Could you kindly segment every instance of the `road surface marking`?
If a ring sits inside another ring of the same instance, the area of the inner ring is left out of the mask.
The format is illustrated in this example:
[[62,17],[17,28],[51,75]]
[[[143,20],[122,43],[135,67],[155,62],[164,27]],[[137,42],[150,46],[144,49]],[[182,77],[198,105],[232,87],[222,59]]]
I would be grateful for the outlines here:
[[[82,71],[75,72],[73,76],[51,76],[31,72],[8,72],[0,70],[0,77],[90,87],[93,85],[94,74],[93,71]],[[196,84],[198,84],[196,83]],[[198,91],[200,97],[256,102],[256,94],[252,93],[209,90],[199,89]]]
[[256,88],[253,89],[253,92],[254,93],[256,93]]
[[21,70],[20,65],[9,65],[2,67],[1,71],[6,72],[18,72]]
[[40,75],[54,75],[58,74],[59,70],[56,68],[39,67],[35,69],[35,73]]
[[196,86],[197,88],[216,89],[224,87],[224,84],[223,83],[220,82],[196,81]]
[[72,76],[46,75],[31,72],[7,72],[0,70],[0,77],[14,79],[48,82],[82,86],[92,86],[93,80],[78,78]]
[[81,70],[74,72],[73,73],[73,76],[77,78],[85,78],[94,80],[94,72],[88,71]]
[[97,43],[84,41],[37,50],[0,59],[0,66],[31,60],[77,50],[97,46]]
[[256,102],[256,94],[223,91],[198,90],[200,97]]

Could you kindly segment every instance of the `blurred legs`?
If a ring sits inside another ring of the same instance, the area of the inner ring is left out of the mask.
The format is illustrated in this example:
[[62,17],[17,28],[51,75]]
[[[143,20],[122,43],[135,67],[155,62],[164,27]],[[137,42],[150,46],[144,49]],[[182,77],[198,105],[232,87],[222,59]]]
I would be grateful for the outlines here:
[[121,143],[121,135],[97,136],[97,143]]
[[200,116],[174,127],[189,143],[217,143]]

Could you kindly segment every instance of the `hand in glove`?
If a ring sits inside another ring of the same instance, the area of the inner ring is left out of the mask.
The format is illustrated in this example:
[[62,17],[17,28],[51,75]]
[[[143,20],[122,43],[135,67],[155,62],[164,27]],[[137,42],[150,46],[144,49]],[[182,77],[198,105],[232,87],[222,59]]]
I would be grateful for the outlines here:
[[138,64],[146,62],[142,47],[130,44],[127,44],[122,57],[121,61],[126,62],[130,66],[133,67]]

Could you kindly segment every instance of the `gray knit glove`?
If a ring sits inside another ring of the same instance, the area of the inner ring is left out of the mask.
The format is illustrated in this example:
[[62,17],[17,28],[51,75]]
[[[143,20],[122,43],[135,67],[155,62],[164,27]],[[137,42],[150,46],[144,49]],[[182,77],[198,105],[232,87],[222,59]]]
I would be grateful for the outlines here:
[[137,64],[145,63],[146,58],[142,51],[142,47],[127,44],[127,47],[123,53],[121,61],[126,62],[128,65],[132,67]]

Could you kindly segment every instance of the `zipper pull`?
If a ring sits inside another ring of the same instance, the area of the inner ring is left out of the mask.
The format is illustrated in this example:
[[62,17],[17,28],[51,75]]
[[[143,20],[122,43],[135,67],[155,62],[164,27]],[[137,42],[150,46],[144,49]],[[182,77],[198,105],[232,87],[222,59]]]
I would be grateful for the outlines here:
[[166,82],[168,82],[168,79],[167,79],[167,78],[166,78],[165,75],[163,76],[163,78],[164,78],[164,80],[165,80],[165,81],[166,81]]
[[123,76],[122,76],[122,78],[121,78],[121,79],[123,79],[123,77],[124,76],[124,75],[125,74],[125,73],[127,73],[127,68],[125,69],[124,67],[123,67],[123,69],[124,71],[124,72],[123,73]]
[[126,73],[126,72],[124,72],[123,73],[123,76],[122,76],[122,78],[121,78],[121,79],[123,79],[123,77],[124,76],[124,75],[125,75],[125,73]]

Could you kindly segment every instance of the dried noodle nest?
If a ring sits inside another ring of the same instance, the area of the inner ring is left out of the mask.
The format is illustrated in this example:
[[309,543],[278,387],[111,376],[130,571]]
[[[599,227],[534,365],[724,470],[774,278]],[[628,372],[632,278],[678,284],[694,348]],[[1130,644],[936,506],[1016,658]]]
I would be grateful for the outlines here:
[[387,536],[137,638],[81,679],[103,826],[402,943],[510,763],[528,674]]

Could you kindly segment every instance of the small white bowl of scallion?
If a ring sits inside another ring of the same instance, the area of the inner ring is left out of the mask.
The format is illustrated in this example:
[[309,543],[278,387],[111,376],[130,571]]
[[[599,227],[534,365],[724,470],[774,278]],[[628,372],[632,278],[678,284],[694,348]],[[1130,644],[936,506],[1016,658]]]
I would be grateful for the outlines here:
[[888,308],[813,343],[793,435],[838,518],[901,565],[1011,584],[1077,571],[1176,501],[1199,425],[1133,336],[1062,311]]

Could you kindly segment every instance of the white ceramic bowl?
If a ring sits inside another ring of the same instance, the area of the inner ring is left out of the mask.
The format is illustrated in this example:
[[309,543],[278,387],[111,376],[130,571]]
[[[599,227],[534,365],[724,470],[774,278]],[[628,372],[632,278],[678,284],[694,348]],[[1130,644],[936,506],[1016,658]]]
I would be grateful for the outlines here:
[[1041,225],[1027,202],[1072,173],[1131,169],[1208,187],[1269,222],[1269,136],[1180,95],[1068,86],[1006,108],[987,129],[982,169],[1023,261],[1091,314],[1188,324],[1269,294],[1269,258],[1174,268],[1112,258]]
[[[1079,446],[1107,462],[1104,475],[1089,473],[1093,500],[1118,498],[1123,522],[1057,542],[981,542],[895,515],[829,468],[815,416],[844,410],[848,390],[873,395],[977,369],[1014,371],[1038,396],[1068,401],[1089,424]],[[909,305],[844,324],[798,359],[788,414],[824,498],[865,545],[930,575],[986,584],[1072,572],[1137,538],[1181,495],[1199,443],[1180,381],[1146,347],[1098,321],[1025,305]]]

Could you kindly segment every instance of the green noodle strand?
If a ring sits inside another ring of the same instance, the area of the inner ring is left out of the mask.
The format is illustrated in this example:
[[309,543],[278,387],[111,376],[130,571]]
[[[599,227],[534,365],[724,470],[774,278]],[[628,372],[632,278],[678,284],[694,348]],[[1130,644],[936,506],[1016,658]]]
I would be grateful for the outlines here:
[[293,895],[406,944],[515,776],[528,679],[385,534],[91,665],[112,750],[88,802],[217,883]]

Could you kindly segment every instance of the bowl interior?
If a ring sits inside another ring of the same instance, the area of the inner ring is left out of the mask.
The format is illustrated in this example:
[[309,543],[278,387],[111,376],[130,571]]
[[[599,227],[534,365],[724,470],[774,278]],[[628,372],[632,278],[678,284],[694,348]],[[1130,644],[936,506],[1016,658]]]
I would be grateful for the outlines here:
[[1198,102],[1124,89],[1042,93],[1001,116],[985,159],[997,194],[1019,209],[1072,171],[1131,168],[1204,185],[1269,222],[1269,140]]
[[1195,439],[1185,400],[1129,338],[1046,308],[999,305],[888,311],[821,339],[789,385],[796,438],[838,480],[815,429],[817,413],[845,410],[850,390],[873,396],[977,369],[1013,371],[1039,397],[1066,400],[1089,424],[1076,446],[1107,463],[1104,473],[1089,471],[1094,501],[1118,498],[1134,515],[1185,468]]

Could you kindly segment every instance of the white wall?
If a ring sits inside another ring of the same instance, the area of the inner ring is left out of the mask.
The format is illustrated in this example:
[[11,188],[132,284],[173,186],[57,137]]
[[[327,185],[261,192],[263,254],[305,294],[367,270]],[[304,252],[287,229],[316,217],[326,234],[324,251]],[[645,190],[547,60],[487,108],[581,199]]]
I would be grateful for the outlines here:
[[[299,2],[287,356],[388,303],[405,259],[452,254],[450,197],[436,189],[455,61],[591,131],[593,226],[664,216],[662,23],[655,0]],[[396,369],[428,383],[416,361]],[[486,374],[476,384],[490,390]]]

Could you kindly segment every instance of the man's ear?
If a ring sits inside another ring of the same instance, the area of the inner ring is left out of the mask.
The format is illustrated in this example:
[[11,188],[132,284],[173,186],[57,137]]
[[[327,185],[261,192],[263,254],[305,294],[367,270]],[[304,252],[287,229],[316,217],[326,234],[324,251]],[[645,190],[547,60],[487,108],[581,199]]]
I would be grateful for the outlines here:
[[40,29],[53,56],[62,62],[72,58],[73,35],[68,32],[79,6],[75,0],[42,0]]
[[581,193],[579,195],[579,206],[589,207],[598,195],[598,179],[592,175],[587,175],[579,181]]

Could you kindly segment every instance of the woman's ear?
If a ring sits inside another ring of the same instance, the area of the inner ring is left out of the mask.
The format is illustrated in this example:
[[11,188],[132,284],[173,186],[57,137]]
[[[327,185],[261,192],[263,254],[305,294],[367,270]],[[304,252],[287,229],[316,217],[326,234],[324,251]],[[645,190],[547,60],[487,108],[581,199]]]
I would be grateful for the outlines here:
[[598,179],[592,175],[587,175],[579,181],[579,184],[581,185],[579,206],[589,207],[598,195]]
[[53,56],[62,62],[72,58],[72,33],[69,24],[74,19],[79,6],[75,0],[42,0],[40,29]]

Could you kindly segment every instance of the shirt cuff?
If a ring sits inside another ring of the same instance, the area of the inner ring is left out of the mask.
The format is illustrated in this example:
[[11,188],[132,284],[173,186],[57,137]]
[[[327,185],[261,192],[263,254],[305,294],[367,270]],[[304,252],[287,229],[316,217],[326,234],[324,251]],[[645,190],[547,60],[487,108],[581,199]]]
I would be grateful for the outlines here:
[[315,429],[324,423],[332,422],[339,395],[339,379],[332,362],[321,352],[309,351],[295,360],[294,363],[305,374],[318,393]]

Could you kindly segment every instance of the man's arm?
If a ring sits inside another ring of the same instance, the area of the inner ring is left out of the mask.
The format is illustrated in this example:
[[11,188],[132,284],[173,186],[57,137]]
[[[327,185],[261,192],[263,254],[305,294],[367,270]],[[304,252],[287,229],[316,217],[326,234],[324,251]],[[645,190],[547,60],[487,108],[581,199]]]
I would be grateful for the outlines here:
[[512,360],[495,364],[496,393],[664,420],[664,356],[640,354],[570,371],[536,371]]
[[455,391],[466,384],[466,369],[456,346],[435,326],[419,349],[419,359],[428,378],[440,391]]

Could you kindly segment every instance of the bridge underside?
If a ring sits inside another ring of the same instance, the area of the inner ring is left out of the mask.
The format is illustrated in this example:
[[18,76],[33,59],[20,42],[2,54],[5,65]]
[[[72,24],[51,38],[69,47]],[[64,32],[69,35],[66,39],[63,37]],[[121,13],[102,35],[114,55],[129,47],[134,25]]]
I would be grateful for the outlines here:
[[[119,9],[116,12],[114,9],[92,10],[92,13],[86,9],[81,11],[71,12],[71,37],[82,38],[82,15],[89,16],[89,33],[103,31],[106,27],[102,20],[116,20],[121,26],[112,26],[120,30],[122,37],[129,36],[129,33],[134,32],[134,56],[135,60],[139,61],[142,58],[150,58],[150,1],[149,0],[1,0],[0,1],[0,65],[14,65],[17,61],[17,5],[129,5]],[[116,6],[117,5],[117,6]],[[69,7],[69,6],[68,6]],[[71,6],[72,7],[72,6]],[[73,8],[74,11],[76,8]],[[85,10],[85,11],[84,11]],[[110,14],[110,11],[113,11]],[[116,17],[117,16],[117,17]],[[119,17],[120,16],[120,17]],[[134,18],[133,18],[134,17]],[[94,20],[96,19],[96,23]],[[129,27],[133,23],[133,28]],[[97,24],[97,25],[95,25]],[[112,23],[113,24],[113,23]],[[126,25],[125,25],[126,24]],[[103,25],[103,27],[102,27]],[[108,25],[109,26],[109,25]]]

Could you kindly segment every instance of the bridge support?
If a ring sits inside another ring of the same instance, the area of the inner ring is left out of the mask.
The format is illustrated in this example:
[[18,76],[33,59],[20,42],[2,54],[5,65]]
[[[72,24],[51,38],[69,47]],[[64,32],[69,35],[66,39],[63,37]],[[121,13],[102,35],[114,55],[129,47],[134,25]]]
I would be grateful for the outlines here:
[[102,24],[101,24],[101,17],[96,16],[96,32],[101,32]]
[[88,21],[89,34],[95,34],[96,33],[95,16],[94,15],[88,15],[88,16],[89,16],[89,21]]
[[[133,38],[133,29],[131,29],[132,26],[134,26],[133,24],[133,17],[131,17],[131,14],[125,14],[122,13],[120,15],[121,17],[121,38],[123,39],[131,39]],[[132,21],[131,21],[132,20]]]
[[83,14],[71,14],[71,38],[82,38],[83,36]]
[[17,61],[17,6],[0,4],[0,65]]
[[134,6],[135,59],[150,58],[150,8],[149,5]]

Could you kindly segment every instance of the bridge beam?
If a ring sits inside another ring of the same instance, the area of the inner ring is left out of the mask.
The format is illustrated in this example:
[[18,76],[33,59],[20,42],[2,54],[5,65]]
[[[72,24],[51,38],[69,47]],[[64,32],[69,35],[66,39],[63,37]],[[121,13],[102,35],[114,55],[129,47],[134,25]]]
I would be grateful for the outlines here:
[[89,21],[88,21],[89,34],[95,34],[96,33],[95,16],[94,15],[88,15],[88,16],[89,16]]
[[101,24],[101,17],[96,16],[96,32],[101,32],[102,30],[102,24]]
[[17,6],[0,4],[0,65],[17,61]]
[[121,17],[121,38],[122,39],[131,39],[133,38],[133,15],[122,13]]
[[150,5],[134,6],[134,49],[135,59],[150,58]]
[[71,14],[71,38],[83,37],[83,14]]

▬▬▬▬▬▬▬▬▬▬

◆ Goal ◆
Pick out every line of the items above that contains the word "bowl", and copy each one in full.

◆ Output ◆
Could you kindly segment every instance of the small white bowl of scallion?
Could you kindly segment every instance of the white ceramic bowl?
Could you kindly segment every instance of the bowl interior?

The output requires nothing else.